• TASK TO CARRY OUT
Return each line of the following entries that contains the string "before", treating uppercase and lowercase as different.

** Opening SOURCE DATA block **

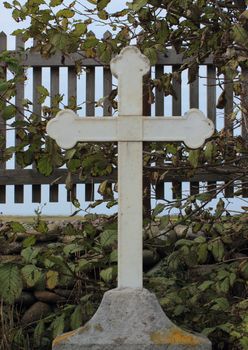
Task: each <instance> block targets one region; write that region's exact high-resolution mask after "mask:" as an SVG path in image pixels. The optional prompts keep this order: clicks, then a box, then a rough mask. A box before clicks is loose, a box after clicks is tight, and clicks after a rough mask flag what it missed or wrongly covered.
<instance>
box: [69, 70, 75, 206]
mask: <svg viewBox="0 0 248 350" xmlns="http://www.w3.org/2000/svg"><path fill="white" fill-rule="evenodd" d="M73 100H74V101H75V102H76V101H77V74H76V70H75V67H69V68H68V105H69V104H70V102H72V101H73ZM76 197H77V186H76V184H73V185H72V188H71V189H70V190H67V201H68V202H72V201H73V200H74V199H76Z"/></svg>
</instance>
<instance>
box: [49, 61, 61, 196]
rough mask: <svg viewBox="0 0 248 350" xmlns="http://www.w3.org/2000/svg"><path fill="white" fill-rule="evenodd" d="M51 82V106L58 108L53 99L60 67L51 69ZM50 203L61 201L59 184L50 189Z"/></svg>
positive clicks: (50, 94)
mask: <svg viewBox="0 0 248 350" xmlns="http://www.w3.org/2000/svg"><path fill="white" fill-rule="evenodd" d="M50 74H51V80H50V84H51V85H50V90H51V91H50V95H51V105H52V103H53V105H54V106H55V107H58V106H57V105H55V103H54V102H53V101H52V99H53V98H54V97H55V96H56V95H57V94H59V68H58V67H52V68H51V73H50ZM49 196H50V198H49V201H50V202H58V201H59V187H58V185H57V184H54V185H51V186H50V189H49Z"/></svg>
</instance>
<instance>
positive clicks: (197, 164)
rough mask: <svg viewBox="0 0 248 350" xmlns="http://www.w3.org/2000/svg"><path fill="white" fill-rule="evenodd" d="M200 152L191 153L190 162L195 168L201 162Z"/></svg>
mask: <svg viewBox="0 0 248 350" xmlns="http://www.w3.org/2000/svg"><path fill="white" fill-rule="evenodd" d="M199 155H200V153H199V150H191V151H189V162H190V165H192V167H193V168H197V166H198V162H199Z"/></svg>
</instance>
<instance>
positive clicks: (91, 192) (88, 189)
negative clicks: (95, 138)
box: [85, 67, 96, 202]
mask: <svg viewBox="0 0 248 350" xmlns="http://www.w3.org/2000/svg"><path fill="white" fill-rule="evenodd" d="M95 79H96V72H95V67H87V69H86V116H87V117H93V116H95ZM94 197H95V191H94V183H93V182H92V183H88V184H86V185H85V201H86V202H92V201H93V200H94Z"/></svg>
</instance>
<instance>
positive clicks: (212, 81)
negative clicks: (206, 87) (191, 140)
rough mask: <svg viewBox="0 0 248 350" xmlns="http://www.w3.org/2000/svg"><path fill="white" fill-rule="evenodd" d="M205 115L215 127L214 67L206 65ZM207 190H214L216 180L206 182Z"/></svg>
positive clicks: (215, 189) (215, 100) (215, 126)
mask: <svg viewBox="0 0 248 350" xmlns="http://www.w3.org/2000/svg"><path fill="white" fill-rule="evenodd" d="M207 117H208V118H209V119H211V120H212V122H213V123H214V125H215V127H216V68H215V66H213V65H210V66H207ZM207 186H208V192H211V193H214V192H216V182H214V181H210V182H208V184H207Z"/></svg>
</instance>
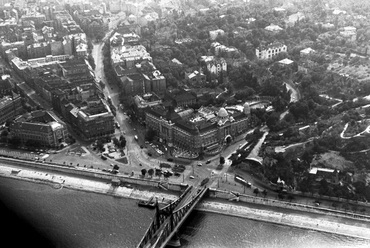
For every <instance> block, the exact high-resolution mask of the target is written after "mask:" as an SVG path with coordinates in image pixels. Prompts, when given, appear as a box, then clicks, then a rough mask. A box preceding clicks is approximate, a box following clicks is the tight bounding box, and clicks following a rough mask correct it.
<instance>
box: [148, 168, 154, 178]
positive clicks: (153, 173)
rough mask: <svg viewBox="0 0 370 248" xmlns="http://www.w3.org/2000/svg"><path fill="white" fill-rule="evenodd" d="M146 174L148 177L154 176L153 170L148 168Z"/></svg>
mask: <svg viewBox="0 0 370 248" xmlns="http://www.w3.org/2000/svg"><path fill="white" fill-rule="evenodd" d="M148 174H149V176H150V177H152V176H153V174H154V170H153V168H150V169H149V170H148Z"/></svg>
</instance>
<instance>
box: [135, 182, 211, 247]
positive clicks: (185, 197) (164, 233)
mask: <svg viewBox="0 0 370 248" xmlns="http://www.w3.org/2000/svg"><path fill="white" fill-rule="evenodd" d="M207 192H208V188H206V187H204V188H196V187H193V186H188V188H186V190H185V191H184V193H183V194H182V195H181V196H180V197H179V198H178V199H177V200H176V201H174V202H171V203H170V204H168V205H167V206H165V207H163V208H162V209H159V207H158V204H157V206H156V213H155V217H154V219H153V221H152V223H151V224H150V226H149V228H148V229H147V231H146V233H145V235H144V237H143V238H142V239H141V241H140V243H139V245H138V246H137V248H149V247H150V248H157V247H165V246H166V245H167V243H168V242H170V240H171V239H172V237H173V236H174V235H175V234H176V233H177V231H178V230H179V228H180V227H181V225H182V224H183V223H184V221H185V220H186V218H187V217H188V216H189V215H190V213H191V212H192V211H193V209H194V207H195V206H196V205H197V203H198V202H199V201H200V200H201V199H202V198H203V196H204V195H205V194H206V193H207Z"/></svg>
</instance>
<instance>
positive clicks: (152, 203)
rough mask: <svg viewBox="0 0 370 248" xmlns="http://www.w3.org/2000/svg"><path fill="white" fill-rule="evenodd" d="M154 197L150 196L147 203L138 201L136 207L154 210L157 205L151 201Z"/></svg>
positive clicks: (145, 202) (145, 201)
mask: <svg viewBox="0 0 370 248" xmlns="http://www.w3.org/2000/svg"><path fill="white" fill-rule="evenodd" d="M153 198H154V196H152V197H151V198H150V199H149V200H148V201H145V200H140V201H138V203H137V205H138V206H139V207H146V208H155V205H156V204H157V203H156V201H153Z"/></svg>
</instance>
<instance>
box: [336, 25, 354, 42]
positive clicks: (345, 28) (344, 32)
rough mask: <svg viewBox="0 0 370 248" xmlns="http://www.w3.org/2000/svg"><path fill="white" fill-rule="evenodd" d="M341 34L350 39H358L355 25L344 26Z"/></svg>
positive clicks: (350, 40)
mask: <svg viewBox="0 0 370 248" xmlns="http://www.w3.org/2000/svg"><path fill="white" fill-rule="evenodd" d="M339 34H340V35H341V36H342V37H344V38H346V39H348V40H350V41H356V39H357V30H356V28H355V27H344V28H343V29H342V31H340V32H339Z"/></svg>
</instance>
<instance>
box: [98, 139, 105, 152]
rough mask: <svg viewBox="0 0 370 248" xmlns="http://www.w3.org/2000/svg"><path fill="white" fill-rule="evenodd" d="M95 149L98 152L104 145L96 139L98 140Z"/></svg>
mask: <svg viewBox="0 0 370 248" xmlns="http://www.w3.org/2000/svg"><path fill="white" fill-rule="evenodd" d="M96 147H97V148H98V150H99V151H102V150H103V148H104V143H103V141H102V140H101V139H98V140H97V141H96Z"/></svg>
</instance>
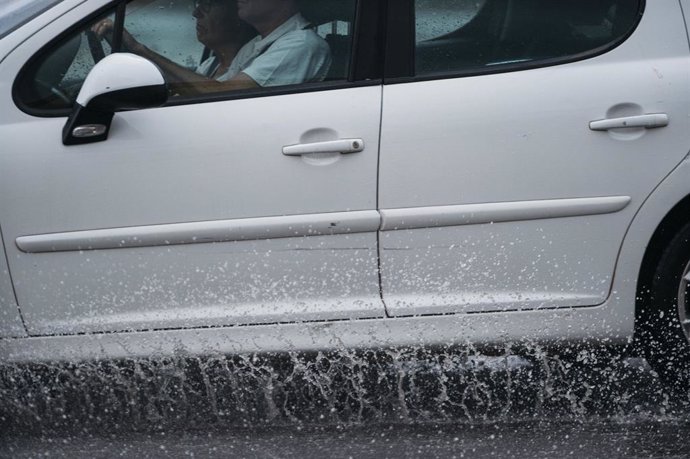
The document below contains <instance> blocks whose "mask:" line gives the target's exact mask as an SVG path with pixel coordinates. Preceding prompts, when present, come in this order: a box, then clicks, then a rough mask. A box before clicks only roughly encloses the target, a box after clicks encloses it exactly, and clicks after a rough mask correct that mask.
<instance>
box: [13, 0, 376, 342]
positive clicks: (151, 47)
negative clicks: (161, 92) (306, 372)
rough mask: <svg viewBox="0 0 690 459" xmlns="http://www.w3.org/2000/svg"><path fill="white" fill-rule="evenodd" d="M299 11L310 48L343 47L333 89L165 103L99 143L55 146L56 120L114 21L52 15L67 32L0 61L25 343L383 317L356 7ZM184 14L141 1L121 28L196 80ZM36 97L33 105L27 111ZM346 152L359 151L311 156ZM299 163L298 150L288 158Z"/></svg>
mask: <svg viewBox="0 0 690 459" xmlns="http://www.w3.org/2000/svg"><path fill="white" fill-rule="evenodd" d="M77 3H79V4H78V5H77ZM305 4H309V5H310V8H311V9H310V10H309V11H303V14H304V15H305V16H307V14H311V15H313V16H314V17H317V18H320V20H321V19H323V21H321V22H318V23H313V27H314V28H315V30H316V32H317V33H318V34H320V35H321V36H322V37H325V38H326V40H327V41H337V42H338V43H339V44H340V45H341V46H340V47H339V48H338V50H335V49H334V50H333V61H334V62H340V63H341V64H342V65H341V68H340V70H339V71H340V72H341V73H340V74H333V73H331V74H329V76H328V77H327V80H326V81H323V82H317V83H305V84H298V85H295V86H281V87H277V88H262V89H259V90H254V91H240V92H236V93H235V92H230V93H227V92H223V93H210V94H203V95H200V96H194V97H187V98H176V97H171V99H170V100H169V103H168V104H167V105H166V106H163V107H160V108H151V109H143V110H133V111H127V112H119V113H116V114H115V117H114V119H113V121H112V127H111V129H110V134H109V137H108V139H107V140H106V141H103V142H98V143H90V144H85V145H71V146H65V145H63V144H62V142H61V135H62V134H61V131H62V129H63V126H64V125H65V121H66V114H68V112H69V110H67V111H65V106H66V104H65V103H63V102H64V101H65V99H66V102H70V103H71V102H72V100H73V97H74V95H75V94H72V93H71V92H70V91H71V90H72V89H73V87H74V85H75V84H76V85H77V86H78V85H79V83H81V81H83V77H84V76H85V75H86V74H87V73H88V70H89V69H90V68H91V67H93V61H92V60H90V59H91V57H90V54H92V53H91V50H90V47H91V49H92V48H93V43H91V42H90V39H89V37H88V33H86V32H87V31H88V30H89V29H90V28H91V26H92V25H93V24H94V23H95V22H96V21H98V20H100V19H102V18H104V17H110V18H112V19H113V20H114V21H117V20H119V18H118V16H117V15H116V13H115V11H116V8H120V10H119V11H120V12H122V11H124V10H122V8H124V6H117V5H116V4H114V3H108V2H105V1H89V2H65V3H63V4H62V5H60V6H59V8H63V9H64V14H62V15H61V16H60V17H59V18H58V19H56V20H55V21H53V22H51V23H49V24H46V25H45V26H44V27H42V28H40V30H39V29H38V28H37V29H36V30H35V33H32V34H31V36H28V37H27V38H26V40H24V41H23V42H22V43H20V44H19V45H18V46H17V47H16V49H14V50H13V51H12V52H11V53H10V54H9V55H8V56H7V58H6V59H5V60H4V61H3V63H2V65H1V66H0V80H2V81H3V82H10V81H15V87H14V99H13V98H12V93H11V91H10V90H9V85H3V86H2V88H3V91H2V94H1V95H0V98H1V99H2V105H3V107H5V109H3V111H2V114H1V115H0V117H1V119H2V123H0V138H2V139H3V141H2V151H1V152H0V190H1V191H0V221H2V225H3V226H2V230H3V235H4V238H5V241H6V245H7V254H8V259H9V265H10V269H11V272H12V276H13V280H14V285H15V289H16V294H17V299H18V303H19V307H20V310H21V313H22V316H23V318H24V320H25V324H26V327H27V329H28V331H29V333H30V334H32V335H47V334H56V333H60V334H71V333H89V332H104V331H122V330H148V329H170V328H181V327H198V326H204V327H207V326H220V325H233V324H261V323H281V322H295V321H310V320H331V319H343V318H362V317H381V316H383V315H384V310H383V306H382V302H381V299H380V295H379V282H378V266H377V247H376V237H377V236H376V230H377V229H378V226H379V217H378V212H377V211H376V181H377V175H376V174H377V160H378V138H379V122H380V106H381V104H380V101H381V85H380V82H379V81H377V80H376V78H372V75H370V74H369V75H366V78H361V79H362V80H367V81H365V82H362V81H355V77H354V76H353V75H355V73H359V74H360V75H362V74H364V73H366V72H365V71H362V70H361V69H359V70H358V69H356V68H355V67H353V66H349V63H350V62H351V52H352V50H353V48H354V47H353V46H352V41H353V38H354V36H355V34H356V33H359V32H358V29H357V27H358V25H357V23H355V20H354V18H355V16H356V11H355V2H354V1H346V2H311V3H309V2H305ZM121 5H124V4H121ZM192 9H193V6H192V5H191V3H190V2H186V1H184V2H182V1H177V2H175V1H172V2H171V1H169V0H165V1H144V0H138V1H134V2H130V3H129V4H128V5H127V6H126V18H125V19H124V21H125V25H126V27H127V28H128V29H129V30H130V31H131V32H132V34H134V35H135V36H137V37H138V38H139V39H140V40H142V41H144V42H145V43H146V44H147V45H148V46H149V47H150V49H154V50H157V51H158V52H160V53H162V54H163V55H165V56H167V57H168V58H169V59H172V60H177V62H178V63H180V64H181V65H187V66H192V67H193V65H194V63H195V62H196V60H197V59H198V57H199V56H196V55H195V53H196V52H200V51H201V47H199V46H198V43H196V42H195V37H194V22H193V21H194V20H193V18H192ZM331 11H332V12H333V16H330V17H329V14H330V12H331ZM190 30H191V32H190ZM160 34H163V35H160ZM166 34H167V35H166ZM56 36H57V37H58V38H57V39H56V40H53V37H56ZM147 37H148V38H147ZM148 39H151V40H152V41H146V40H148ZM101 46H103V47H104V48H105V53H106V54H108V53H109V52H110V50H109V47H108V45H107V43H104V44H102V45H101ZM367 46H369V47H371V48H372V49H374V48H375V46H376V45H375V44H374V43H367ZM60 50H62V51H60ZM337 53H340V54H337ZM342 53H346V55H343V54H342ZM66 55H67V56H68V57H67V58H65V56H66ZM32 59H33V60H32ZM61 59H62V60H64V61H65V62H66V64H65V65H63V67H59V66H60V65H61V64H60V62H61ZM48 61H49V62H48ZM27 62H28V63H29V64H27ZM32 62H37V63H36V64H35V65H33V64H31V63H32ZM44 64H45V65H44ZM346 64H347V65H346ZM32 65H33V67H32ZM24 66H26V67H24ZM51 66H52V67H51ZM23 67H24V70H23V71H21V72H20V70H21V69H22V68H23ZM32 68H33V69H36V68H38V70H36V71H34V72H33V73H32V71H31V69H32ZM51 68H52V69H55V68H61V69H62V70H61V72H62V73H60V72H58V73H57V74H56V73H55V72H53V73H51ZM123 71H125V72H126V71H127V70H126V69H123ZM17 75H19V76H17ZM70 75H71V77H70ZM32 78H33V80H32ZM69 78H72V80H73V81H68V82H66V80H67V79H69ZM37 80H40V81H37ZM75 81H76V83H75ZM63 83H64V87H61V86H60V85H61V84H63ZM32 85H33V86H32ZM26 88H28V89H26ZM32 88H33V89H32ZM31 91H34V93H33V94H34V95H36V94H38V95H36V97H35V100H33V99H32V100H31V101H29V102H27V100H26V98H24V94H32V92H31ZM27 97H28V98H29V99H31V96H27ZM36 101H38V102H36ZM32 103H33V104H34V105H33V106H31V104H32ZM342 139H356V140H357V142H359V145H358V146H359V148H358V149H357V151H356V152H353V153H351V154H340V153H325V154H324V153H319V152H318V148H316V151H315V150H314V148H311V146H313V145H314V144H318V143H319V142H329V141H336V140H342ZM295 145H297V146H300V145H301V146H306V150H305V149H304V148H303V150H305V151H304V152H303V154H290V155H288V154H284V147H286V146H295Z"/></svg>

** Closing SOURCE DATA block **

• WRITTEN ANSWER
Task: each <instance> block targets one region; write that region's exact high-resolution mask after "mask:" as an SVG path in image pixels. The optional prompts keep this order: clicks, then a box, then a rough mask. A box before clicks is loose, a box after clicks is tight, and clicks after a rough mask flag what it missed or wrongly covered.
The document below contains <instance> blocks whose "mask:" line gives the target's exact mask as an SVG path with pixel coordinates. Preceding prompts, when present, come in this order: a box, then clicks, then a rough mask. A box before clicks only roughly encloses the target, a box after clicks encloses it exactly, and clicks after a rough mask correct that mask.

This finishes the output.